Material to process:
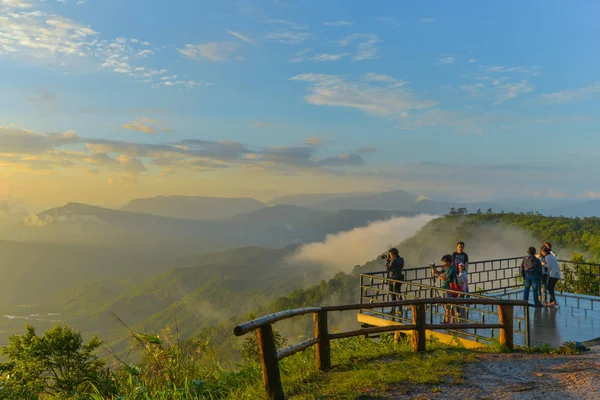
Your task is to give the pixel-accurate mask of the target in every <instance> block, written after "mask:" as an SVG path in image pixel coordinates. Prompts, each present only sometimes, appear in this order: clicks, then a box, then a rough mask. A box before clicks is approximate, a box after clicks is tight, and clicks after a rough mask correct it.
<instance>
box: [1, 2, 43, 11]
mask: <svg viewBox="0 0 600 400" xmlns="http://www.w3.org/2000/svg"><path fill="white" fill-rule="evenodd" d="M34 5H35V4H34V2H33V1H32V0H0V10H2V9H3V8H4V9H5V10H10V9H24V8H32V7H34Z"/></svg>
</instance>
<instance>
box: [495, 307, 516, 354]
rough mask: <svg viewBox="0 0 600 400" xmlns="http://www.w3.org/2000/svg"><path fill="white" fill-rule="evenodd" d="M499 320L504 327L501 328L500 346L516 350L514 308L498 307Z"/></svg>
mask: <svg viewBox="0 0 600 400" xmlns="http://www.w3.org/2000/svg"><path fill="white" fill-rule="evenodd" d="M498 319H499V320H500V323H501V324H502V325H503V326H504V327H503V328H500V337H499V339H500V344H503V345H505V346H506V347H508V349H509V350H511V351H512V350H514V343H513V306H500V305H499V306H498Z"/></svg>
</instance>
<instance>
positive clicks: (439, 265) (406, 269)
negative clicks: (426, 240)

--

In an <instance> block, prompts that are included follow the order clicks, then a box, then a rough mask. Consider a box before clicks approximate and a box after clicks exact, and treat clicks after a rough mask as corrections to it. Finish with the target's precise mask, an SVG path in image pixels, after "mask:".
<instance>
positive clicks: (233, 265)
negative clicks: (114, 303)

Brief:
Working from the data above, extract solely the lines from the one containing "positive clicks: (439, 265) (406, 269)" through the one containing "negative clicks: (426, 240)", exactly as they appear, both included.

Exercise answer:
positive clicks: (439, 265) (406, 269)
negative clicks: (426, 240)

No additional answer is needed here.